Your instructions ▸
Reproduce the lines of the listing from the line with "Help me locate the tall chimney" to the line with "412,204 -> 562,324", replacing "quarry equipment" with "mining machinery" and leaving everything else unchanged.

[Detection annotation listing]

—————

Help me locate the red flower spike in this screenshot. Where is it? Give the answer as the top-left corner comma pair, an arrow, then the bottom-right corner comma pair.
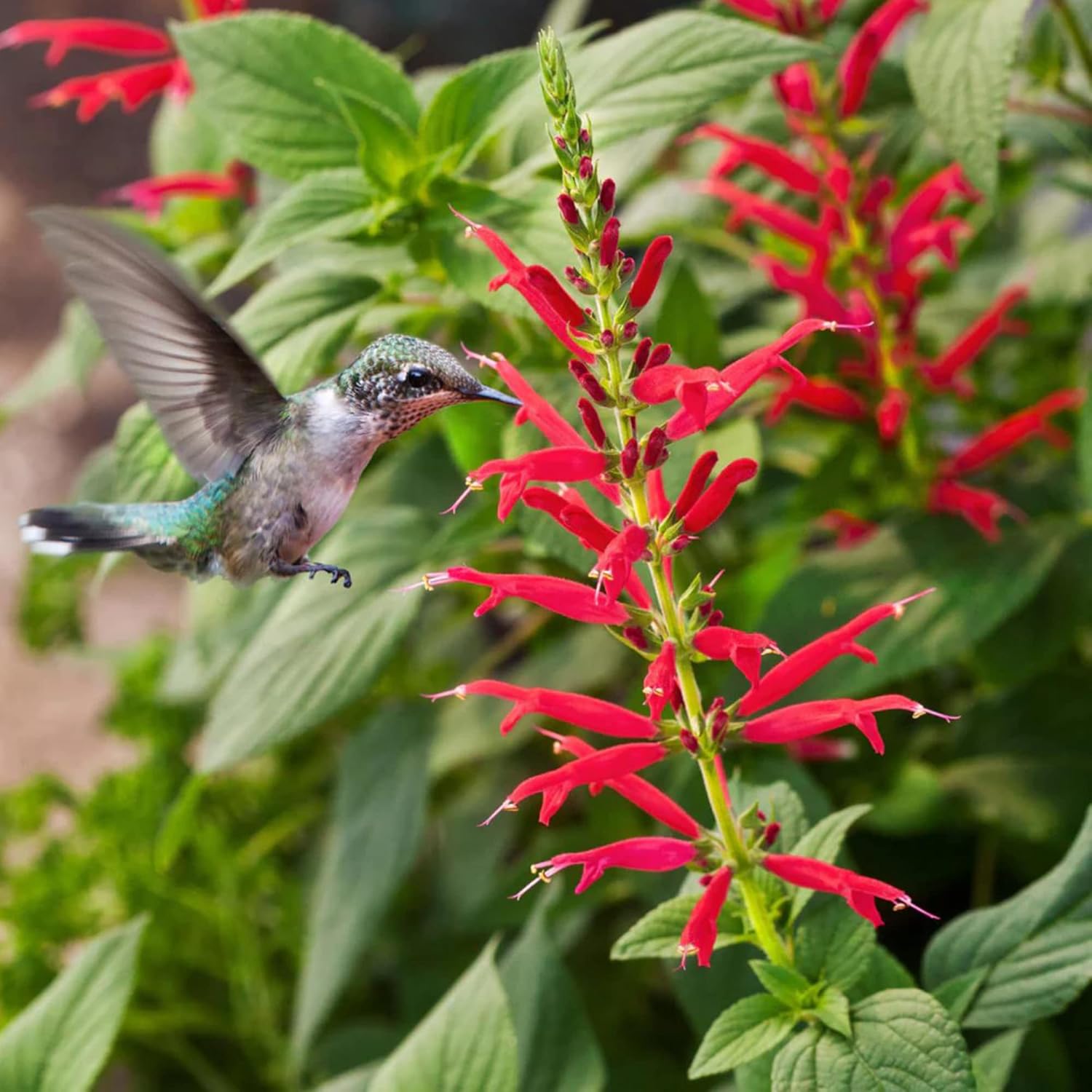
0,19 -> 172,68
675,451 -> 719,519
941,390 -> 1085,478
513,838 -> 698,899
876,387 -> 910,443
838,0 -> 930,118
737,587 -> 934,716
629,235 -> 675,310
425,681 -> 657,740
478,744 -> 668,827
762,853 -> 939,925
426,565 -> 629,626
928,478 -> 1024,543
539,729 -> 701,838
104,170 -> 249,215
451,209 -> 594,363
922,285 -> 1028,397
694,629 -> 784,686
644,641 -> 679,721
683,459 -> 758,535
679,865 -> 732,971
743,694 -> 959,755
600,216 -> 622,266
816,508 -> 879,550
688,122 -> 823,197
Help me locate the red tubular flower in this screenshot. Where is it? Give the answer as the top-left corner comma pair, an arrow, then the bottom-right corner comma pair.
687,122 -> 823,197
513,838 -> 698,899
876,387 -> 910,443
539,729 -> 701,838
422,565 -> 629,626
683,459 -> 758,535
816,508 -> 879,550
451,209 -> 594,364
922,285 -> 1028,397
762,853 -> 939,925
941,390 -> 1085,478
928,478 -> 1024,543
0,19 -> 172,68
425,677 -> 657,740
743,694 -> 959,755
480,744 -> 668,827
105,164 -> 250,215
694,626 -> 784,686
736,587 -> 934,716
679,866 -> 732,970
838,0 -> 930,118
644,641 -> 679,721
629,235 -> 675,312
766,377 -> 869,425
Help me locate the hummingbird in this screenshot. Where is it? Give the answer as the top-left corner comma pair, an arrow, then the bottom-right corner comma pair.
20,207 -> 521,587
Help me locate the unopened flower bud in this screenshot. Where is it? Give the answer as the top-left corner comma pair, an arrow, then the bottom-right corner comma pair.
641,426 -> 668,471
577,399 -> 607,448
600,216 -> 620,266
557,194 -> 580,223
679,729 -> 698,755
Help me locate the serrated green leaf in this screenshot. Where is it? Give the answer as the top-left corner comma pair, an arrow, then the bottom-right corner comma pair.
906,0 -> 1031,197
923,808 -> 1092,1028
772,989 -> 974,1092
688,994 -> 796,1080
200,508 -> 427,771
173,12 -> 417,178
368,943 -> 519,1092
611,895 -> 744,960
0,917 -> 148,1092
500,913 -> 607,1092
292,703 -> 432,1063
209,167 -> 376,296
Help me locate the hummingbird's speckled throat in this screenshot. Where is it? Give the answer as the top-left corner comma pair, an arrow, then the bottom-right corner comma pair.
20,209 -> 520,587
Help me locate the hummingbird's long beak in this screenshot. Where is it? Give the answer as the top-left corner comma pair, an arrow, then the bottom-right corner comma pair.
474,387 -> 523,410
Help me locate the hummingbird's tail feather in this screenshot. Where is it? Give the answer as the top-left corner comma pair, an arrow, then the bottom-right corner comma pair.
19,505 -> 172,557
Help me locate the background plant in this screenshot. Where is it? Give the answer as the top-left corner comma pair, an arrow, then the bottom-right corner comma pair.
0,0 -> 1092,1089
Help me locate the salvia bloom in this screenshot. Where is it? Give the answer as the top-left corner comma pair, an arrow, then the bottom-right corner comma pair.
414,31 -> 950,967
686,0 -> 1079,546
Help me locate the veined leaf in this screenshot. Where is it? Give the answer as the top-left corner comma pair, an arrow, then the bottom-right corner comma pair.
0,917 -> 148,1092
173,12 -> 417,178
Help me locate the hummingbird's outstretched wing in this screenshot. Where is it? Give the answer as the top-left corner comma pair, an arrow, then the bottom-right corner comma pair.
32,207 -> 288,480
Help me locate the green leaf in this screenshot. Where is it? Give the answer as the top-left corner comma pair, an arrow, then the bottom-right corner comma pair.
209,167 -> 376,296
0,299 -> 103,424
794,899 -> 874,989
111,402 -> 194,502
611,895 -> 744,960
923,808 -> 1092,1028
292,703 -> 432,1063
758,515 -> 1076,701
368,943 -> 519,1092
772,989 -> 974,1092
500,913 -> 607,1092
200,508 -> 427,771
0,917 -> 148,1092
906,0 -> 1031,198
172,12 -> 417,178
971,1028 -> 1028,1092
688,994 -> 796,1080
790,804 -> 871,921
657,264 -> 722,368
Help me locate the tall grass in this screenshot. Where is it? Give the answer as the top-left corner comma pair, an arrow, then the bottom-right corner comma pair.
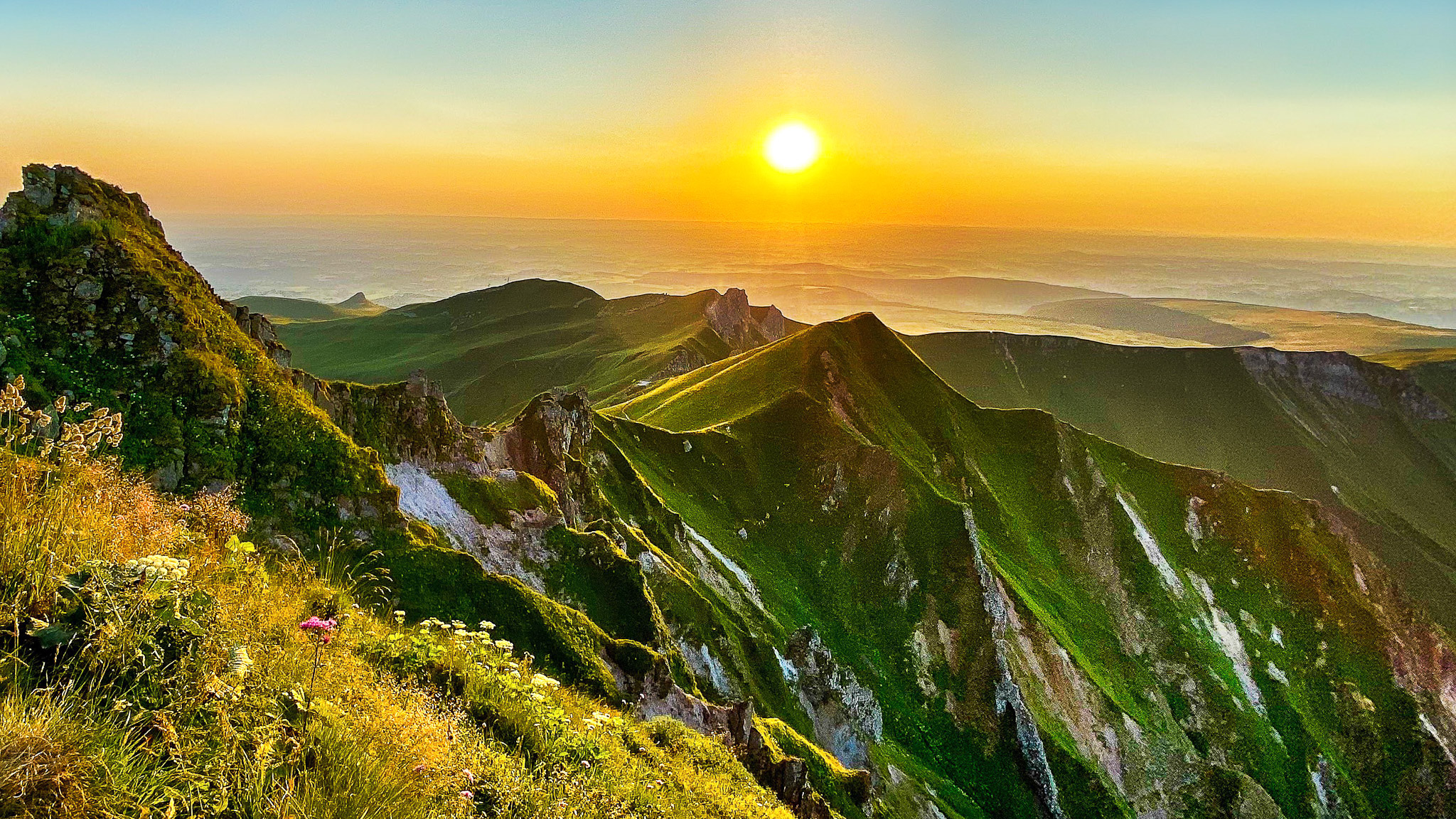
0,385 -> 788,819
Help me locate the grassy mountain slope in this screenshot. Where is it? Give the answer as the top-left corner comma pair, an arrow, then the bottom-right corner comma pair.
233,293 -> 389,325
0,165 -> 393,526
599,316 -> 1456,816
0,437 -> 792,819
1028,299 -> 1456,355
279,280 -> 795,422
906,333 -> 1456,628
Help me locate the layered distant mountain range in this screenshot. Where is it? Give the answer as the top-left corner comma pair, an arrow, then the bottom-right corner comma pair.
9,166 -> 1456,819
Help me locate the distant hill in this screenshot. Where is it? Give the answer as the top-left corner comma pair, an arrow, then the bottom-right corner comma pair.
0,165 -> 397,525
278,279 -> 802,422
906,332 -> 1456,628
1028,297 -> 1456,355
588,315 -> 1450,819
233,293 -> 389,325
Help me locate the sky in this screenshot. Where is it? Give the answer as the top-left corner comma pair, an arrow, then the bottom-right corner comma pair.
0,0 -> 1456,245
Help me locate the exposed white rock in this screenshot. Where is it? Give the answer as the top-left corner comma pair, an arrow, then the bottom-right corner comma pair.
677,638 -> 738,697
385,462 -> 547,592
1200,606 -> 1264,714
773,646 -> 799,686
961,505 -> 1066,819
788,628 -> 885,768
683,522 -> 763,609
1117,493 -> 1184,597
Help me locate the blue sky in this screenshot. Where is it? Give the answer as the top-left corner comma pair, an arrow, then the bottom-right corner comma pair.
0,0 -> 1456,233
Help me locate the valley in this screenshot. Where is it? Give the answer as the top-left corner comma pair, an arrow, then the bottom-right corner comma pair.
0,165 -> 1456,819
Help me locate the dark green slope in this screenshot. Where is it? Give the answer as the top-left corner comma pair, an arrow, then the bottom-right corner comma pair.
279,279 -> 798,424
906,332 -> 1456,628
594,316 -> 1456,818
0,165 -> 393,526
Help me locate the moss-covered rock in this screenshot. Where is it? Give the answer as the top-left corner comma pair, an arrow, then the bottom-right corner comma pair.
0,165 -> 393,529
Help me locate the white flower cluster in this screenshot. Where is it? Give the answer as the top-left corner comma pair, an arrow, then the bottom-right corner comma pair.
124,555 -> 192,580
227,646 -> 253,679
581,711 -> 617,730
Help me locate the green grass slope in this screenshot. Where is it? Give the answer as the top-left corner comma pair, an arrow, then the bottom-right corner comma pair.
906,332 -> 1456,628
279,280 -> 792,424
1028,299 -> 1456,355
0,165 -> 392,528
597,315 -> 1456,818
233,293 -> 389,325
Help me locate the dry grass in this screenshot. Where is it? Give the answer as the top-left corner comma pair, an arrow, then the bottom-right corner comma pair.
0,390 -> 789,819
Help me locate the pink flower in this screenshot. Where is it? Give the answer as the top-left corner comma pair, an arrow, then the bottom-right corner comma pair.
299,616 -> 339,646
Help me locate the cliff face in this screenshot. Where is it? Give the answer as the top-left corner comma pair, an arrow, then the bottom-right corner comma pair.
907,332 -> 1456,628
703,287 -> 783,353
287,364 -> 492,468
0,165 -> 397,526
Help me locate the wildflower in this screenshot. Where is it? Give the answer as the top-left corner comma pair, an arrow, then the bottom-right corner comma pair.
227,646 -> 253,679
299,615 -> 339,734
299,616 -> 339,646
122,555 -> 192,583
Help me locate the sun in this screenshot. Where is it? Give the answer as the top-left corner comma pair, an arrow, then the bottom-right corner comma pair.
763,122 -> 821,173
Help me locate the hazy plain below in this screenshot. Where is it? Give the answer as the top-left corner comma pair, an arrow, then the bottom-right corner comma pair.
166,214 -> 1456,332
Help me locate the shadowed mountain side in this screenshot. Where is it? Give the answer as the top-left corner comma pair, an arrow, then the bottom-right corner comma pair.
906,332 -> 1456,626
0,165 -> 397,528
1028,299 -> 1456,355
278,279 -> 802,424
594,309 -> 1456,818
233,293 -> 389,325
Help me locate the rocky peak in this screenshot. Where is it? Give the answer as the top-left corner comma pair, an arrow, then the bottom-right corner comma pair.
218,299 -> 293,363
0,165 -> 163,237
335,290 -> 378,311
486,389 -> 593,526
703,287 -> 783,353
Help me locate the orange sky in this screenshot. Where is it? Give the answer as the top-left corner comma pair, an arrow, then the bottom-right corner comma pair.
0,0 -> 1456,243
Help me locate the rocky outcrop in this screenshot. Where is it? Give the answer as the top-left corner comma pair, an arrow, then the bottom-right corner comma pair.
485,389 -> 593,528
633,675 -> 869,819
223,300 -> 293,369
0,165 -> 399,529
703,287 -> 785,353
289,368 -> 492,468
1239,347 -> 1450,421
0,165 -> 161,235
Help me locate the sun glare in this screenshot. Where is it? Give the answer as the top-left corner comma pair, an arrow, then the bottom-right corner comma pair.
763,122 -> 820,173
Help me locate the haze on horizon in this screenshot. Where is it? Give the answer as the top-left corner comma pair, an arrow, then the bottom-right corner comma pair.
0,0 -> 1456,245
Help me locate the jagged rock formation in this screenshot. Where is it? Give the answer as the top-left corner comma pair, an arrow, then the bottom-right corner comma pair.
335,290 -> 380,311
287,367 -> 492,466
486,389 -> 593,526
223,300 -> 293,363
906,332 -> 1456,628
703,287 -> 785,353
267,280 -> 802,424
0,165 -> 397,526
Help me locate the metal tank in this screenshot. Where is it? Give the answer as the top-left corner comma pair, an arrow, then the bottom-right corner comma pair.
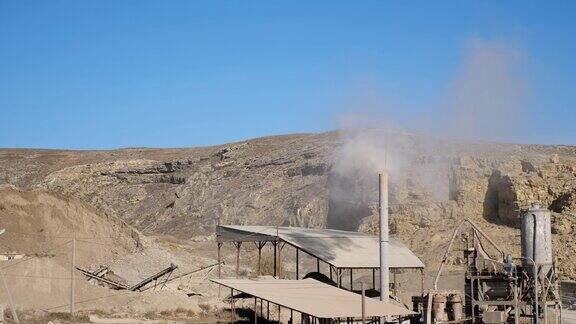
520,203 -> 552,275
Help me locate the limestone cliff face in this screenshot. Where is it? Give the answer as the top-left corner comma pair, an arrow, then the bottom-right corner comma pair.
0,132 -> 576,278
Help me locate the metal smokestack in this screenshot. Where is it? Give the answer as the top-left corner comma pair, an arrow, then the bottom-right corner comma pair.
378,172 -> 390,302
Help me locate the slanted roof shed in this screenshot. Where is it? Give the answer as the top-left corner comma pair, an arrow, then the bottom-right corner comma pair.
216,225 -> 424,269
211,279 -> 415,318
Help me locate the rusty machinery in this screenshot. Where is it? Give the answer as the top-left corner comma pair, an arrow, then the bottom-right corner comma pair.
412,204 -> 562,323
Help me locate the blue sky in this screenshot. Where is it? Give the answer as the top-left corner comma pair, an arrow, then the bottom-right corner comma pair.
0,0 -> 576,149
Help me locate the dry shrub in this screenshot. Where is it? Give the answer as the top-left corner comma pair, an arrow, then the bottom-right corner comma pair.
252,253 -> 284,277
160,307 -> 197,319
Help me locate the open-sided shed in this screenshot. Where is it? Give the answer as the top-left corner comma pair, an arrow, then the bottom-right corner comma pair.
216,225 -> 424,290
212,279 -> 415,323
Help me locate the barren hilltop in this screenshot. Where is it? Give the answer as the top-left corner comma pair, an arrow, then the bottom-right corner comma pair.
0,130 -> 576,322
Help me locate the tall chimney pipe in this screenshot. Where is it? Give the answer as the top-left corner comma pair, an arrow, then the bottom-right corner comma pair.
378,172 -> 390,302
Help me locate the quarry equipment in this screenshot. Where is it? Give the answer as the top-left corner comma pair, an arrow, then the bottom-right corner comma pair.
412,204 -> 562,324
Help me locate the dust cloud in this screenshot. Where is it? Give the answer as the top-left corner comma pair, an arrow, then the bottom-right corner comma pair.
328,39 -> 527,229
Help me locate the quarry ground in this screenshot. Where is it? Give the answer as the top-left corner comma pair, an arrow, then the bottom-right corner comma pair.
0,130 -> 576,322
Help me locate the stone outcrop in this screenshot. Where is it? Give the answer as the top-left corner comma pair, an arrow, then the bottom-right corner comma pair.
0,132 -> 576,278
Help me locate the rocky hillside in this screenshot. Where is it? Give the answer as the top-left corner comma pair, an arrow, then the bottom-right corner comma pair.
0,130 -> 576,278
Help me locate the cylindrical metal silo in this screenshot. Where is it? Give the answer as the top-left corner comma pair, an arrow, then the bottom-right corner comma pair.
521,203 -> 552,275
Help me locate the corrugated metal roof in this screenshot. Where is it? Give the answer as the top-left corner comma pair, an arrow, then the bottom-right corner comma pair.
217,225 -> 424,268
212,279 -> 415,318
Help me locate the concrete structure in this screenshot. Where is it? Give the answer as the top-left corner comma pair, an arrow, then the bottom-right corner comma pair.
216,225 -> 424,289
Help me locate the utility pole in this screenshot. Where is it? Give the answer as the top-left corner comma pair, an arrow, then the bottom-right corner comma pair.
378,171 -> 390,324
70,232 -> 76,317
0,229 -> 20,324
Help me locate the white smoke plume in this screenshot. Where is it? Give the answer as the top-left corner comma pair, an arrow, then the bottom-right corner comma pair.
330,39 -> 527,229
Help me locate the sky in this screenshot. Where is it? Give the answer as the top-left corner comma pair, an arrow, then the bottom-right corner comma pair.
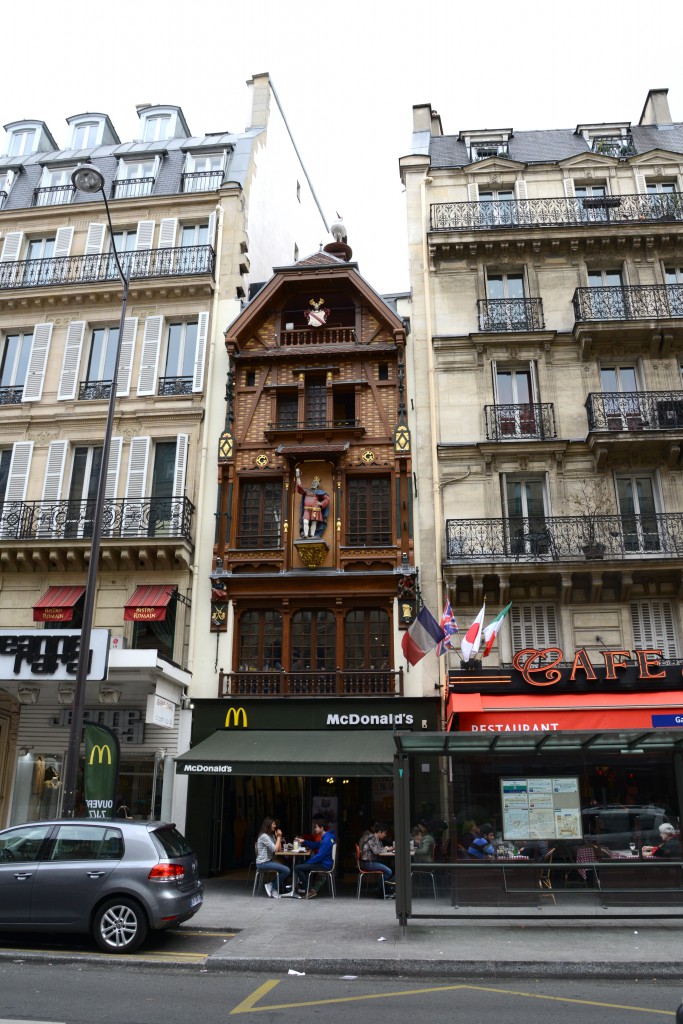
0,0 -> 683,294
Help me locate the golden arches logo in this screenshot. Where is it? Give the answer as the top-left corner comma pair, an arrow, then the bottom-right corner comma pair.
225,708 -> 248,729
90,743 -> 112,765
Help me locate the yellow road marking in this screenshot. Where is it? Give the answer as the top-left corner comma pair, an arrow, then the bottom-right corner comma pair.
230,981 -> 672,1019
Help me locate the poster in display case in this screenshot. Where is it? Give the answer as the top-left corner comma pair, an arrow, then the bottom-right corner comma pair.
501,775 -> 584,841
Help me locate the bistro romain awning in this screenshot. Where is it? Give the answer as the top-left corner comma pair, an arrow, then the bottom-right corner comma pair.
33,587 -> 85,623
175,729 -> 395,777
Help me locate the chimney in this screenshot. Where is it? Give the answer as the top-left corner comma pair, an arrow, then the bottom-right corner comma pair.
638,89 -> 672,126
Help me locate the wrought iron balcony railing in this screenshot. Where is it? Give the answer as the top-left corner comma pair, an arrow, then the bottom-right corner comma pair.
218,669 -> 403,697
477,299 -> 545,331
33,185 -> 76,206
573,285 -> 683,322
180,170 -> 223,191
445,512 -> 683,562
278,327 -> 357,348
0,498 -> 195,541
431,191 -> 683,231
0,246 -> 216,289
586,391 -> 683,433
112,178 -> 155,199
483,402 -> 557,441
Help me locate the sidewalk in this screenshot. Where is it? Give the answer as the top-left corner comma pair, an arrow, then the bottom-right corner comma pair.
187,879 -> 683,981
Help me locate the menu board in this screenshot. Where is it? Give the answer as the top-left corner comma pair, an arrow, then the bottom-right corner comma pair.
501,776 -> 583,840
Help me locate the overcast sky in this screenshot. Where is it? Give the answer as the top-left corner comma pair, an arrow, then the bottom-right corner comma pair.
5,0 -> 683,293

—————

Written answer ▸
Help me locate the tall chimney pipe in this screenshot. Where is it? Give the answer as the top-left corner comma pair, an arrow, then the bottom-right corner comma pair.
378,172 -> 390,302
Help me locate the mining machinery in this screenshot. Where is it? Give the answer as the top-left corner comma pair, an arrow, then the bottom-right corner comma pair.
412,204 -> 562,324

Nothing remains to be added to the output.